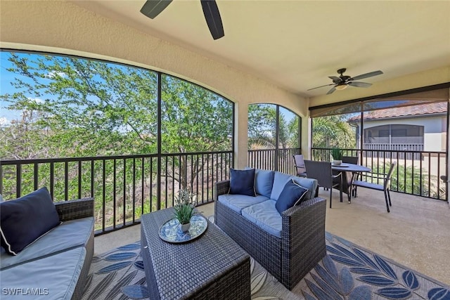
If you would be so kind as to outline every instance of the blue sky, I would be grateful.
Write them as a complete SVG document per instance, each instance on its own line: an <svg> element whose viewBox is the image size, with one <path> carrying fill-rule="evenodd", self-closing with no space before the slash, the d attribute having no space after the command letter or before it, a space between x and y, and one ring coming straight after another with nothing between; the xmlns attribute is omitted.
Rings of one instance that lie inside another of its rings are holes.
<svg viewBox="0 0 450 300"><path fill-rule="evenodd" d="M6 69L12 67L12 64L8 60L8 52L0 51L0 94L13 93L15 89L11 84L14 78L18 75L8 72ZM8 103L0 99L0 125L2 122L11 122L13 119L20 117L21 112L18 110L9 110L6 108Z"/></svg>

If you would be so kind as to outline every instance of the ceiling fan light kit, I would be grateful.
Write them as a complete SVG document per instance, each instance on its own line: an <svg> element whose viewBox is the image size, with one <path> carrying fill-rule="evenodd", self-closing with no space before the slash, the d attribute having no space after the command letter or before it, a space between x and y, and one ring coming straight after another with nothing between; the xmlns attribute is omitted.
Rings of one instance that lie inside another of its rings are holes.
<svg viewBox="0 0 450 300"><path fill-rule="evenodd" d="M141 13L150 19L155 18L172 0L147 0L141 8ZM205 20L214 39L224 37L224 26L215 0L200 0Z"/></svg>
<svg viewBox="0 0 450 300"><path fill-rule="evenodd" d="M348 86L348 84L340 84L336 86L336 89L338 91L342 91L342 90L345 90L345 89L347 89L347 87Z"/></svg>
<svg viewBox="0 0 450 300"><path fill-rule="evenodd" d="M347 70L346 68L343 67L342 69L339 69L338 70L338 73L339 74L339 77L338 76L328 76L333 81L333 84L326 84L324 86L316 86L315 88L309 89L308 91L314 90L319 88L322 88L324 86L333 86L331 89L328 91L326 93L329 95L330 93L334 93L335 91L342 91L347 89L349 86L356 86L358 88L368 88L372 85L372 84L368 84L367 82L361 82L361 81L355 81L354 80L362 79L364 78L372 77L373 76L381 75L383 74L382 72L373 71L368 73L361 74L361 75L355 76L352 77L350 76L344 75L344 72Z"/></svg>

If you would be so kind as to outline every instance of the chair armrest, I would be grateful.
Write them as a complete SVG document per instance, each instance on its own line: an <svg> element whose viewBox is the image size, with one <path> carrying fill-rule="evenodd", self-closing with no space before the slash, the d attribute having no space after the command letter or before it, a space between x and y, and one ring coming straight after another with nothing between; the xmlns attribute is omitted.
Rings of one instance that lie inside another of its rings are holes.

---

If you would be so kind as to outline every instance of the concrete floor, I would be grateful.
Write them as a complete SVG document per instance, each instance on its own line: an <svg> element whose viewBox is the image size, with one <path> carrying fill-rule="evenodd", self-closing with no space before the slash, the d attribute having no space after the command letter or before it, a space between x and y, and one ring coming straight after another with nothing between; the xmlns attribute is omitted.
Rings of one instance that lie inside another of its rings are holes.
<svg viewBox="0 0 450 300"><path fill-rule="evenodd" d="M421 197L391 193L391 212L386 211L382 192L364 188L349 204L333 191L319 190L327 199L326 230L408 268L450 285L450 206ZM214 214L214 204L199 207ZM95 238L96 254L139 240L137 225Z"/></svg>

Directive:
Identify every line in the listing that contains the word "grateful", treating uppercase and lowercase as different, and copy each of those lines in full.

Finished exercise:
If you would be so kind as to outline every instance of the blue sky, I would be grateful.
If you would be so kind as to outline every instance of the ceiling fan light kit, I would be grateful.
If you would be so kind as to outline every instance of the chair armrest, I would be grateful.
If you would be so kind as to outline every instance of the concrete floor, I would be grateful.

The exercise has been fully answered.